# Problem requirements
Starting at the line that contains "User intent: locate the coffee", copy every line through the end of the listing below exactly, and copy nothing else.

-*-*-

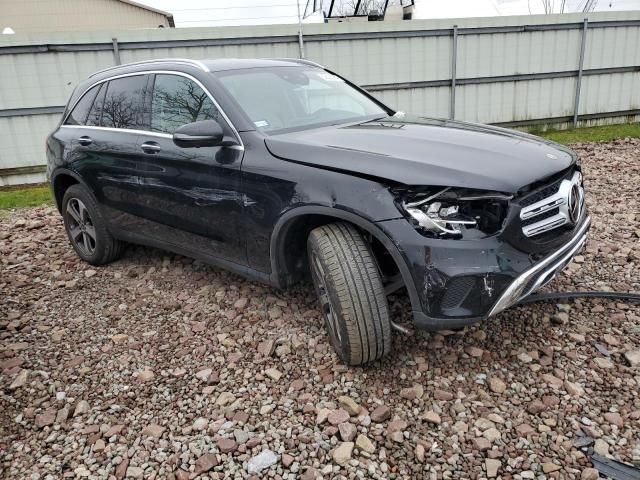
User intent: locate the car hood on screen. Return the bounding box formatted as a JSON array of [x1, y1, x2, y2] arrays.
[[264, 116, 577, 193]]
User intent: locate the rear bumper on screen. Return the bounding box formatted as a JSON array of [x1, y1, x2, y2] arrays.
[[377, 214, 591, 331]]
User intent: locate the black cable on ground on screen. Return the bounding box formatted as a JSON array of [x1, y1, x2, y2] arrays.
[[517, 291, 640, 306]]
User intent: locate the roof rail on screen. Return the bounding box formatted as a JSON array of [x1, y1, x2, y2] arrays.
[[89, 58, 209, 78], [268, 58, 325, 69]]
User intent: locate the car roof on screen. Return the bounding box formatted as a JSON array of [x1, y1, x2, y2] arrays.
[[88, 57, 322, 80]]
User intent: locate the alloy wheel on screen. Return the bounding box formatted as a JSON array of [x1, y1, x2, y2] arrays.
[[66, 198, 96, 256], [310, 251, 342, 347]]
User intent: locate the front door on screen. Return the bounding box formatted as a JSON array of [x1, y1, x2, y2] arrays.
[[133, 72, 246, 264]]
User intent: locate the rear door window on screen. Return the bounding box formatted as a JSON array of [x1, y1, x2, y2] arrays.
[[65, 84, 102, 126], [150, 74, 222, 134], [101, 75, 149, 130]]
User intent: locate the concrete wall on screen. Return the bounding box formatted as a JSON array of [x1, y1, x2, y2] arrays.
[[1, 11, 639, 185]]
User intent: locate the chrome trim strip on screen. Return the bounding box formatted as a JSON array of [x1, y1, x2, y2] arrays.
[[487, 215, 591, 317], [62, 70, 243, 148], [60, 125, 172, 138], [90, 58, 209, 78]]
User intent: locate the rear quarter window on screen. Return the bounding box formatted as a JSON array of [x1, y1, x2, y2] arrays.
[[64, 84, 101, 126]]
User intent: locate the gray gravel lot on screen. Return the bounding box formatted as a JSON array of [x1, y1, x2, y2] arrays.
[[1, 139, 639, 480]]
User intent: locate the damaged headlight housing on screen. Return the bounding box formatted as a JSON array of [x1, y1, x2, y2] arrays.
[[394, 186, 512, 239]]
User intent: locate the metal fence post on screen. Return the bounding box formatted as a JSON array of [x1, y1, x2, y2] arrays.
[[296, 0, 305, 59], [112, 37, 121, 65], [573, 18, 588, 127], [450, 25, 458, 120]]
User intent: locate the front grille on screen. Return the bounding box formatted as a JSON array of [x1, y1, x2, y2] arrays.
[[519, 170, 584, 238], [441, 277, 475, 309], [521, 207, 560, 227]]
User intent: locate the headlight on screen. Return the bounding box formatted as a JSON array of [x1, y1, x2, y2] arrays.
[[394, 187, 512, 238]]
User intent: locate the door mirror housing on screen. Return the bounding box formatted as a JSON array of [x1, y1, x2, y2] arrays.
[[173, 119, 233, 148]]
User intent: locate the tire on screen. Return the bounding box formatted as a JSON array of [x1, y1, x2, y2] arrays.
[[307, 222, 392, 365], [62, 184, 125, 265]]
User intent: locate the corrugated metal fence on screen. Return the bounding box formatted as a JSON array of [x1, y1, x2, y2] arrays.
[[1, 11, 639, 185]]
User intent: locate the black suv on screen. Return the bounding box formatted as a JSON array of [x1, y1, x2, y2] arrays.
[[47, 58, 590, 365]]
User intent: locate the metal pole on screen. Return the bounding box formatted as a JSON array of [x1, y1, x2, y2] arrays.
[[112, 37, 121, 65], [296, 0, 305, 59], [450, 25, 458, 120], [573, 18, 588, 127]]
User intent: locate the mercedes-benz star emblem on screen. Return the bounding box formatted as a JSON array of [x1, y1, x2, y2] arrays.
[[567, 183, 582, 223]]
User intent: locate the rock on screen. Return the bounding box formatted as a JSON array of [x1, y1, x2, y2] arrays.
[[527, 400, 546, 414], [415, 443, 425, 462], [136, 369, 154, 382], [473, 437, 492, 451], [301, 467, 319, 480], [264, 368, 282, 381], [257, 340, 275, 356], [434, 389, 454, 401], [625, 350, 640, 367], [542, 373, 564, 388], [74, 400, 90, 416], [400, 384, 424, 400], [552, 312, 569, 324], [215, 391, 236, 406], [217, 438, 238, 453], [594, 357, 614, 369], [195, 453, 218, 475], [604, 412, 623, 428], [483, 427, 501, 442], [141, 424, 165, 438], [328, 409, 350, 425], [338, 395, 361, 415], [85, 269, 97, 278], [564, 380, 585, 396], [195, 368, 212, 381], [594, 438, 609, 455], [542, 462, 562, 473], [316, 408, 331, 425], [487, 376, 506, 394], [332, 442, 354, 465], [423, 411, 441, 425], [355, 434, 375, 454], [125, 466, 144, 478], [518, 352, 533, 363], [486, 459, 501, 478], [105, 424, 125, 437], [370, 405, 391, 423], [247, 449, 279, 474], [93, 439, 106, 452], [465, 346, 484, 357], [193, 417, 208, 431], [115, 458, 128, 479], [110, 334, 129, 344], [581, 468, 600, 480], [338, 422, 357, 441], [35, 410, 56, 428], [9, 369, 28, 389], [281, 453, 294, 468]]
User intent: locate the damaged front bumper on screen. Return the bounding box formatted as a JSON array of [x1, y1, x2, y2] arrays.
[[377, 214, 591, 331]]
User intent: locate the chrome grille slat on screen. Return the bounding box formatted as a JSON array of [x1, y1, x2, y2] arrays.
[[520, 171, 584, 237]]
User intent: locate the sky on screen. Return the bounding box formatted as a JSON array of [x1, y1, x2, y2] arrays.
[[134, 0, 640, 27]]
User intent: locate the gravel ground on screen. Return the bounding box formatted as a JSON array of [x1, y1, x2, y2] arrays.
[[1, 139, 639, 480]]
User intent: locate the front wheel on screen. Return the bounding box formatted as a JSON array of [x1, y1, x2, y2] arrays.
[[307, 222, 392, 365]]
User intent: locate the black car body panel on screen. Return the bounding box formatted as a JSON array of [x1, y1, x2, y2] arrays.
[[47, 58, 590, 331], [265, 116, 577, 193]]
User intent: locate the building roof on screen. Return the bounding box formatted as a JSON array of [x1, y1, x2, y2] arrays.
[[116, 0, 175, 27]]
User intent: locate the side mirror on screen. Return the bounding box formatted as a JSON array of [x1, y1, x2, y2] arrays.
[[173, 120, 226, 148]]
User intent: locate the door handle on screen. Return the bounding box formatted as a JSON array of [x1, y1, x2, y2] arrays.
[[77, 136, 92, 146], [141, 142, 161, 154]]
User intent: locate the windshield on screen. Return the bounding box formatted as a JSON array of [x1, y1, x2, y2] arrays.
[[215, 66, 388, 133]]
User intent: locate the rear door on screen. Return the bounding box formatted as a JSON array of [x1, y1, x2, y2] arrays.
[[61, 74, 150, 229], [132, 72, 246, 264]]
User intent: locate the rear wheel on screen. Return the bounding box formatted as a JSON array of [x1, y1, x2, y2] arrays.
[[307, 222, 392, 365], [62, 184, 125, 265]]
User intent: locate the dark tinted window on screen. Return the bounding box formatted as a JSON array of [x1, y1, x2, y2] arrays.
[[86, 83, 105, 127], [101, 75, 148, 129], [65, 84, 101, 125], [151, 74, 222, 134]]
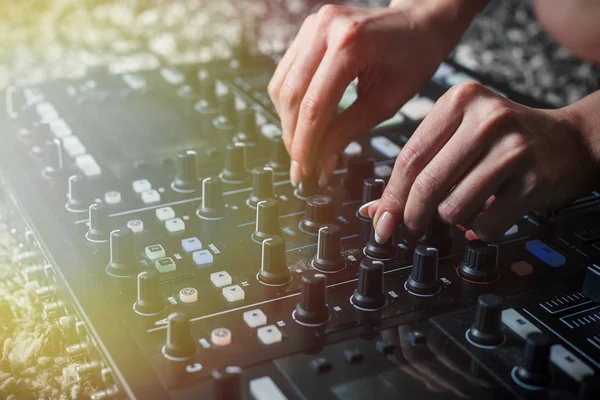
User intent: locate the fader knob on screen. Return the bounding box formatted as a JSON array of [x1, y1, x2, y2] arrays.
[[197, 176, 226, 219], [458, 240, 498, 282], [294, 272, 329, 326], [66, 175, 88, 212], [43, 138, 64, 178], [351, 259, 386, 310], [467, 294, 505, 347], [86, 203, 109, 242], [364, 225, 397, 260], [247, 167, 275, 208], [220, 143, 247, 183], [344, 156, 375, 198], [106, 228, 137, 277], [312, 224, 345, 273], [172, 150, 198, 192], [234, 107, 258, 144], [405, 246, 440, 296], [513, 333, 553, 389], [301, 195, 334, 234], [361, 178, 385, 206], [163, 312, 195, 361], [134, 270, 164, 316], [419, 217, 453, 257], [296, 170, 320, 199], [266, 136, 290, 175], [212, 366, 242, 400], [252, 199, 281, 242], [258, 236, 291, 285]]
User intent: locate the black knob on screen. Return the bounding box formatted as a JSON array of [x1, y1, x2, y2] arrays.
[[66, 175, 88, 212], [247, 167, 275, 208], [513, 333, 553, 389], [467, 294, 505, 347], [212, 366, 242, 400], [364, 225, 397, 260], [220, 143, 247, 183], [266, 136, 290, 175], [252, 199, 281, 242], [296, 170, 320, 199], [197, 176, 226, 219], [163, 312, 195, 361], [134, 270, 164, 316], [406, 246, 440, 296], [87, 203, 109, 242], [106, 227, 137, 277], [258, 236, 291, 285], [312, 224, 345, 272], [458, 240, 498, 282], [234, 108, 258, 144], [301, 195, 334, 234], [43, 138, 64, 178], [361, 178, 385, 206], [172, 150, 198, 192], [198, 71, 217, 105], [344, 156, 374, 198], [419, 217, 453, 257], [351, 259, 386, 310], [219, 91, 236, 118], [294, 272, 329, 326]]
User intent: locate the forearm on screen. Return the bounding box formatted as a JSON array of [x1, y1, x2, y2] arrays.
[[563, 90, 600, 171]]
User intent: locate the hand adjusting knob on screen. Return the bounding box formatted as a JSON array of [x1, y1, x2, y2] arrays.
[[172, 150, 198, 192], [162, 312, 195, 361], [466, 293, 505, 348], [295, 170, 320, 199], [301, 195, 334, 234], [405, 246, 440, 296], [247, 167, 275, 208], [458, 240, 499, 282], [252, 199, 281, 243], [294, 272, 329, 326], [197, 176, 226, 220], [361, 178, 385, 208], [258, 235, 291, 285], [220, 143, 247, 183], [134, 270, 164, 316], [312, 224, 345, 273], [512, 333, 553, 390], [364, 225, 397, 260], [351, 259, 386, 311], [106, 227, 137, 277]]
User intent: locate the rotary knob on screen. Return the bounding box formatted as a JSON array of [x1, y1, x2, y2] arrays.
[[234, 108, 258, 144], [512, 333, 553, 389], [212, 366, 242, 400], [466, 294, 505, 347], [106, 228, 137, 277], [214, 92, 236, 133], [364, 225, 397, 260], [134, 270, 164, 316], [198, 71, 217, 105], [220, 143, 247, 183], [419, 217, 453, 257], [252, 199, 281, 243], [296, 170, 320, 199], [86, 203, 109, 242], [258, 236, 291, 285], [43, 138, 64, 178], [351, 259, 386, 311], [405, 246, 440, 296], [162, 312, 195, 361], [66, 175, 88, 212], [247, 167, 275, 208], [172, 150, 198, 193], [300, 195, 334, 234], [361, 178, 385, 206], [343, 156, 374, 198], [266, 136, 290, 175], [197, 176, 226, 220], [293, 272, 329, 326], [312, 224, 345, 273], [458, 240, 499, 282]]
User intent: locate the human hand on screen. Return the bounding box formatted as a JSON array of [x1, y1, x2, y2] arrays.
[[362, 81, 600, 243], [268, 1, 484, 187]]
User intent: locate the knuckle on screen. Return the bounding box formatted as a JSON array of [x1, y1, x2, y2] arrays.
[[267, 81, 279, 102], [438, 200, 462, 225], [337, 19, 364, 48], [503, 133, 531, 160], [279, 79, 300, 108], [395, 145, 421, 176], [381, 185, 405, 212], [412, 170, 439, 201], [479, 105, 515, 132], [299, 95, 322, 124], [445, 81, 484, 110], [317, 4, 343, 24]]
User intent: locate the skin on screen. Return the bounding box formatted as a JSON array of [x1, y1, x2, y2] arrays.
[[269, 0, 600, 244]]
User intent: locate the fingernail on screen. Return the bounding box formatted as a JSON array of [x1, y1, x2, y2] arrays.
[[358, 199, 379, 218], [374, 211, 395, 245], [318, 172, 328, 188], [290, 161, 301, 187]]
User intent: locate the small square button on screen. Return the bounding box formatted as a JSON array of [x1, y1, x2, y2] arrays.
[[182, 237, 202, 253], [211, 271, 232, 288], [257, 325, 282, 345], [310, 357, 332, 374], [192, 250, 214, 267], [344, 348, 364, 364], [222, 285, 245, 302], [141, 189, 161, 204], [243, 309, 267, 328], [145, 244, 166, 260], [156, 207, 175, 221], [133, 179, 152, 193], [155, 257, 176, 273], [165, 218, 185, 233]]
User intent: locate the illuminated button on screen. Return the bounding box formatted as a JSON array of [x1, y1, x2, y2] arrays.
[[243, 309, 267, 328], [550, 344, 594, 382], [76, 154, 102, 177], [165, 218, 185, 233], [257, 325, 282, 345], [49, 119, 72, 138], [370, 136, 401, 158], [525, 240, 566, 267], [249, 377, 288, 400], [133, 179, 152, 193], [141, 189, 161, 204], [127, 219, 144, 233], [501, 308, 541, 339], [374, 165, 392, 178], [210, 271, 232, 288], [344, 142, 362, 156], [62, 136, 87, 157], [192, 250, 214, 267], [211, 328, 232, 346], [155, 257, 176, 273], [179, 287, 198, 303], [145, 244, 166, 260], [156, 207, 175, 221], [104, 191, 121, 205], [182, 237, 202, 253], [222, 285, 245, 302], [400, 96, 434, 120]]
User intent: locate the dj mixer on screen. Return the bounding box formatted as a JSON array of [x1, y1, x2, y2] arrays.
[[1, 51, 599, 400]]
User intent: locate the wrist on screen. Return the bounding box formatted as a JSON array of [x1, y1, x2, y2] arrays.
[[561, 91, 600, 168]]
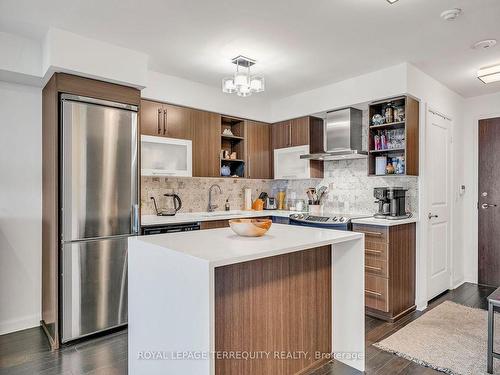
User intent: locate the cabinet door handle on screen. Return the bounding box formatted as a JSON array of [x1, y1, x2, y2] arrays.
[[163, 109, 167, 135], [365, 289, 382, 297], [365, 265, 383, 271], [157, 108, 162, 134], [359, 230, 384, 237], [288, 122, 292, 146], [365, 249, 382, 254]]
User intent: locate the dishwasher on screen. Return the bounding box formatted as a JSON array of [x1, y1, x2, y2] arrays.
[[141, 222, 201, 235]]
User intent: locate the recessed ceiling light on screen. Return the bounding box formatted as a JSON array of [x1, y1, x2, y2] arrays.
[[386, 0, 399, 4], [440, 8, 462, 21], [477, 64, 500, 84], [472, 39, 497, 50]]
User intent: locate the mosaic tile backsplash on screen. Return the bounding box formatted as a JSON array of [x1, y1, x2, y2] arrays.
[[273, 159, 418, 215], [141, 110, 418, 216], [141, 164, 418, 216], [141, 177, 275, 214]]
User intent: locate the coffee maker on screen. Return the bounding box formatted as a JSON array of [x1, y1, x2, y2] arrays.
[[374, 187, 411, 220], [374, 187, 390, 218]]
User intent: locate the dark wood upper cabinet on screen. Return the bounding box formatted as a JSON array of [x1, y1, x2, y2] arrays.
[[271, 116, 323, 150], [140, 99, 162, 137], [140, 99, 192, 140], [290, 117, 310, 147], [246, 121, 271, 179], [164, 104, 193, 140], [271, 120, 291, 149], [271, 116, 324, 178], [367, 96, 419, 176], [191, 109, 221, 177]]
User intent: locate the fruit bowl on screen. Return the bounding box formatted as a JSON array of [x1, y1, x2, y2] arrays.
[[228, 218, 272, 237]]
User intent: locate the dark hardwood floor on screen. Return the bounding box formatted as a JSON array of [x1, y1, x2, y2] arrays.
[[0, 283, 495, 375]]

-*-*-

# Your solution
User intent: locate the coffee maker on screen. Return the bounding box formatted as a JSON array of [x1, y1, x2, y2] arrays.
[[374, 187, 411, 220], [374, 187, 390, 218]]
User intent: locate the dark wood upper cabinet on screen. Return the bounding box formatted as a JSON array of [x1, y1, x2, y2] arrays.
[[271, 116, 323, 150], [140, 99, 162, 137], [140, 99, 192, 140], [290, 117, 310, 147], [246, 121, 271, 179], [164, 104, 193, 140], [271, 120, 291, 149], [271, 116, 324, 178], [367, 96, 419, 176], [191, 109, 221, 177]]
User intent: locate the fruit bowl on screen. Return the bounding box formatted as a JSON array of [x1, y1, x2, y2] arrays.
[[228, 218, 272, 237]]
User intent: locate the dark hardwood floor on screen. Return the bounding box formatted as a JSON array of [x1, y1, x2, y2] arrays.
[[0, 283, 495, 375]]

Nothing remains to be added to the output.